MATERIAL SUPPLIED:
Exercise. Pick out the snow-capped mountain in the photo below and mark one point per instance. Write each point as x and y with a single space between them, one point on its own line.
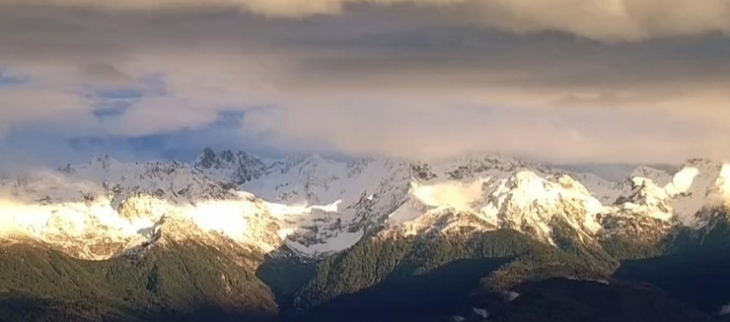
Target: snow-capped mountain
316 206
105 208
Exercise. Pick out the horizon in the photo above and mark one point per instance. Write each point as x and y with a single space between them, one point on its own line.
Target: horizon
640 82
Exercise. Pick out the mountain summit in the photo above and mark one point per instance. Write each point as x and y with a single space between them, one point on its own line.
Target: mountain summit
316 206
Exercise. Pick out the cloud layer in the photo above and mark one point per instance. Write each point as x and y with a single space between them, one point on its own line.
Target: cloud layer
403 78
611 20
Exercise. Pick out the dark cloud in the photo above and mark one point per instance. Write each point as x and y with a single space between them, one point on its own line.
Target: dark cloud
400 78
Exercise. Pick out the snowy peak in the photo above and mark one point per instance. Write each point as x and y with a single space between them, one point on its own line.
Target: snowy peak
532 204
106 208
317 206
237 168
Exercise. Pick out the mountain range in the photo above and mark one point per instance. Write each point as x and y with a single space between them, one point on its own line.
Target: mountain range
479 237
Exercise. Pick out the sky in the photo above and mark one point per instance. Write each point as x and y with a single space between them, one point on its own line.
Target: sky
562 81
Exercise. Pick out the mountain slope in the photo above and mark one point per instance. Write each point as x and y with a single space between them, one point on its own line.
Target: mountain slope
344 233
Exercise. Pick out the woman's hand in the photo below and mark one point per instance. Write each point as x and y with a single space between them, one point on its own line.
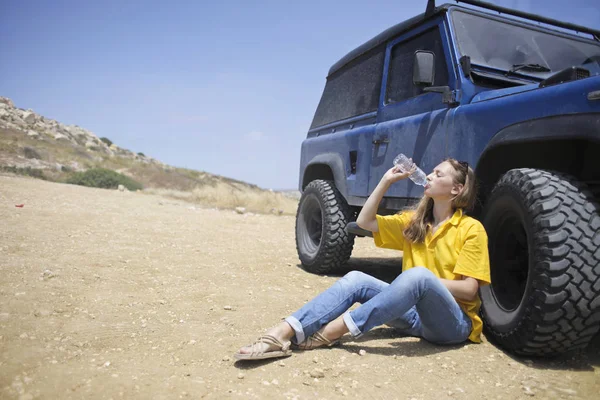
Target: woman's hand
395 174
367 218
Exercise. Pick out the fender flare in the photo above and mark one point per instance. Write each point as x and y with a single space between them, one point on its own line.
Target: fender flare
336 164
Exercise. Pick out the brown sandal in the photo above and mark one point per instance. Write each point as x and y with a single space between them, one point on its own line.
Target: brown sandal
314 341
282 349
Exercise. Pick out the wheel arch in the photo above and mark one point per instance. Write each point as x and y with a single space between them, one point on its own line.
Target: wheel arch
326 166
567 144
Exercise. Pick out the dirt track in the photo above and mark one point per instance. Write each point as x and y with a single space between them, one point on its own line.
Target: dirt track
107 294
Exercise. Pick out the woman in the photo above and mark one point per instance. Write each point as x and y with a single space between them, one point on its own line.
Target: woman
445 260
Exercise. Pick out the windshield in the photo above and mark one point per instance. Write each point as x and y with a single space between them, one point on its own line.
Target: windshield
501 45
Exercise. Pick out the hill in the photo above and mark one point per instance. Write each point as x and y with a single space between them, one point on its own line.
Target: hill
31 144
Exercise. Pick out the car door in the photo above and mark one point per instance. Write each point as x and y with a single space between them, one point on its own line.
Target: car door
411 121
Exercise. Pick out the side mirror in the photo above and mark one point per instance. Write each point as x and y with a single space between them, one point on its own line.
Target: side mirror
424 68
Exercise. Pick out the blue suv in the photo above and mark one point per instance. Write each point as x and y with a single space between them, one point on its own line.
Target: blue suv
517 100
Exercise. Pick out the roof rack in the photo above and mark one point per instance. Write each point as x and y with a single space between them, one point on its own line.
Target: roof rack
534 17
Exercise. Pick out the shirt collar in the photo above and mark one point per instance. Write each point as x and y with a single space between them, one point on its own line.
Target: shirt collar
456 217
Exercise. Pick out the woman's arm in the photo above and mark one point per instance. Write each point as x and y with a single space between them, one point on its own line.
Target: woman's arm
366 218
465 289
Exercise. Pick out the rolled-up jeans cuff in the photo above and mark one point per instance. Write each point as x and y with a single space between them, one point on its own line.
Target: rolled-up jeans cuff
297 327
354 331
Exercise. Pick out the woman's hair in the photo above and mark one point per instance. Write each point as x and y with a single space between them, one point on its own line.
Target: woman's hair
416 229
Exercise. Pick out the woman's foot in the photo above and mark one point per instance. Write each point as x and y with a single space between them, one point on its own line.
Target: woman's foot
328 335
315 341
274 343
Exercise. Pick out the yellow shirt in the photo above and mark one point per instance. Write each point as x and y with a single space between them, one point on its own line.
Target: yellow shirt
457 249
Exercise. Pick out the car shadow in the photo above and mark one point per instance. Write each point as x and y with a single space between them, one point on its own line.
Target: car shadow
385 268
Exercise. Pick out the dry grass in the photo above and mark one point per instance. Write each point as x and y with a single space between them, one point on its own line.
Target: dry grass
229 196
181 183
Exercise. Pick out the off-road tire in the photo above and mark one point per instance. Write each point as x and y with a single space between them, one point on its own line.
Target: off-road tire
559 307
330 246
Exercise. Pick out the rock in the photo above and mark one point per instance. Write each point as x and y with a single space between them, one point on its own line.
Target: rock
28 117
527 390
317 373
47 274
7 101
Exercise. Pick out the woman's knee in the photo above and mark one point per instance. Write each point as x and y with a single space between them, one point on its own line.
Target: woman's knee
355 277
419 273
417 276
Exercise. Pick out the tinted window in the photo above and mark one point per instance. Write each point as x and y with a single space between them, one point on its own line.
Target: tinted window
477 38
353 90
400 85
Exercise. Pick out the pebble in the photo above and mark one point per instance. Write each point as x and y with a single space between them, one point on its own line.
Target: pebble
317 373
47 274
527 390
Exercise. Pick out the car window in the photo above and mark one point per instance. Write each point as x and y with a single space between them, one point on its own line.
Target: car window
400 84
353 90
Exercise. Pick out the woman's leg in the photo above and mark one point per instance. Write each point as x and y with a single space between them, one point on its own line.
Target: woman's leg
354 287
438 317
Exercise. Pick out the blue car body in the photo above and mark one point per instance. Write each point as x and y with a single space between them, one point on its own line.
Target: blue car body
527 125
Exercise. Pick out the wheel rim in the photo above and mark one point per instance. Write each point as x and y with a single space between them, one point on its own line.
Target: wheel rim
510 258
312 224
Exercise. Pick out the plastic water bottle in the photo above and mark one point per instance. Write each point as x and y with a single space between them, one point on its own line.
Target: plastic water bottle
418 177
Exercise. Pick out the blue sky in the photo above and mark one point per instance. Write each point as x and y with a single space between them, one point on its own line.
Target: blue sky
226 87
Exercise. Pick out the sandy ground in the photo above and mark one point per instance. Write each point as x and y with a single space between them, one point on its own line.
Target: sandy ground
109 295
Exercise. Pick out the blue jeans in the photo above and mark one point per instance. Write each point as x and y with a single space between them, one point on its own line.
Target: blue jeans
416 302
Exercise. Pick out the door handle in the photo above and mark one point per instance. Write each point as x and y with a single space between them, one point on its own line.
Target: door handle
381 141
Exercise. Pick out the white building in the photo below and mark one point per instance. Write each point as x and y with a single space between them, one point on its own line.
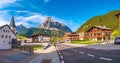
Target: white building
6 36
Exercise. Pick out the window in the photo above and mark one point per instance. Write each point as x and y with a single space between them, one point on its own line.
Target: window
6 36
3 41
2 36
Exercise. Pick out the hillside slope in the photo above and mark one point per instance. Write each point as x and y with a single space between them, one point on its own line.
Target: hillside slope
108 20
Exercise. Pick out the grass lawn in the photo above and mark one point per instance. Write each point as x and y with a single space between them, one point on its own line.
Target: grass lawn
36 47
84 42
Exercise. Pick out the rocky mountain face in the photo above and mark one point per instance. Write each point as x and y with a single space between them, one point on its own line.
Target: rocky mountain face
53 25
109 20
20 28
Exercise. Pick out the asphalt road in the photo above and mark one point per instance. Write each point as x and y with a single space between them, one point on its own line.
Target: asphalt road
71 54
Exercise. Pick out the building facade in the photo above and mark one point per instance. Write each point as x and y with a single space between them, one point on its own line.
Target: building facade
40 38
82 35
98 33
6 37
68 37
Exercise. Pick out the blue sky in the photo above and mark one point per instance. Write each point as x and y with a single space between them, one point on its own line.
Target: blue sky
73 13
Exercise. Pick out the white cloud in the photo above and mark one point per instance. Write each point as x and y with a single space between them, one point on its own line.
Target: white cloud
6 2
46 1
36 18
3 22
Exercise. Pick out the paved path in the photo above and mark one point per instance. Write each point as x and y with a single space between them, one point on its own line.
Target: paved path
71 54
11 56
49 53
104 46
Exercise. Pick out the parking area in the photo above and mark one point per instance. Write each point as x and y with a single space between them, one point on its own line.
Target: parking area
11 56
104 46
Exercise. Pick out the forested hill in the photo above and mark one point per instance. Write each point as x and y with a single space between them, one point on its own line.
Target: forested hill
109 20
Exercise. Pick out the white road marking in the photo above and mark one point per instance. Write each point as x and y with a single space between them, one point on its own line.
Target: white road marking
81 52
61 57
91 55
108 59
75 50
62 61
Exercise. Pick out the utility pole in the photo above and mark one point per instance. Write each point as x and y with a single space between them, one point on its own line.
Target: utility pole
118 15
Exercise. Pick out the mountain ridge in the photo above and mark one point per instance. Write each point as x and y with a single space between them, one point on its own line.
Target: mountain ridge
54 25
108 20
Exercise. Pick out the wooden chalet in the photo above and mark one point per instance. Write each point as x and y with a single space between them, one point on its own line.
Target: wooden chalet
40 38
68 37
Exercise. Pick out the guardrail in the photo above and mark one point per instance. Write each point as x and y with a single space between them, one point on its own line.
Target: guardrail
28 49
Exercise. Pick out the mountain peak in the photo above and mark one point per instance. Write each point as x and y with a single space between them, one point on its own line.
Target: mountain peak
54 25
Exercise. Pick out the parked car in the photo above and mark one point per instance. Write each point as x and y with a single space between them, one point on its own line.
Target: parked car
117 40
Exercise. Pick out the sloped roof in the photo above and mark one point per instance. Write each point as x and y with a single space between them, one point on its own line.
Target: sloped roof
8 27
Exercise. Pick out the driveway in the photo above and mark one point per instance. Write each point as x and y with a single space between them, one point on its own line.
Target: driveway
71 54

EXERCISE TASK:
Look above for the line that holds "Exercise. Pick out the parked", then copy it and each line after it exactly, through the last line of the data.

REPLY TO THE EXERCISE:
Exercise. Pick out the parked car in the photo above and mark one point per instance. Write each point as x and y with a single space between them, one point on its own line.
Target: parked car
117 40
Exercise. Pick out the sloped roof in the photo above and mark one point per instance. Write each point as x and y with a single space between them, one point on its own line.
Target: sloped roof
8 27
Exercise. Pick out the driveway in the photo above and mark one point per instance. Write each point as x and y with a single space between them, one point on its own line.
Target: driveway
71 54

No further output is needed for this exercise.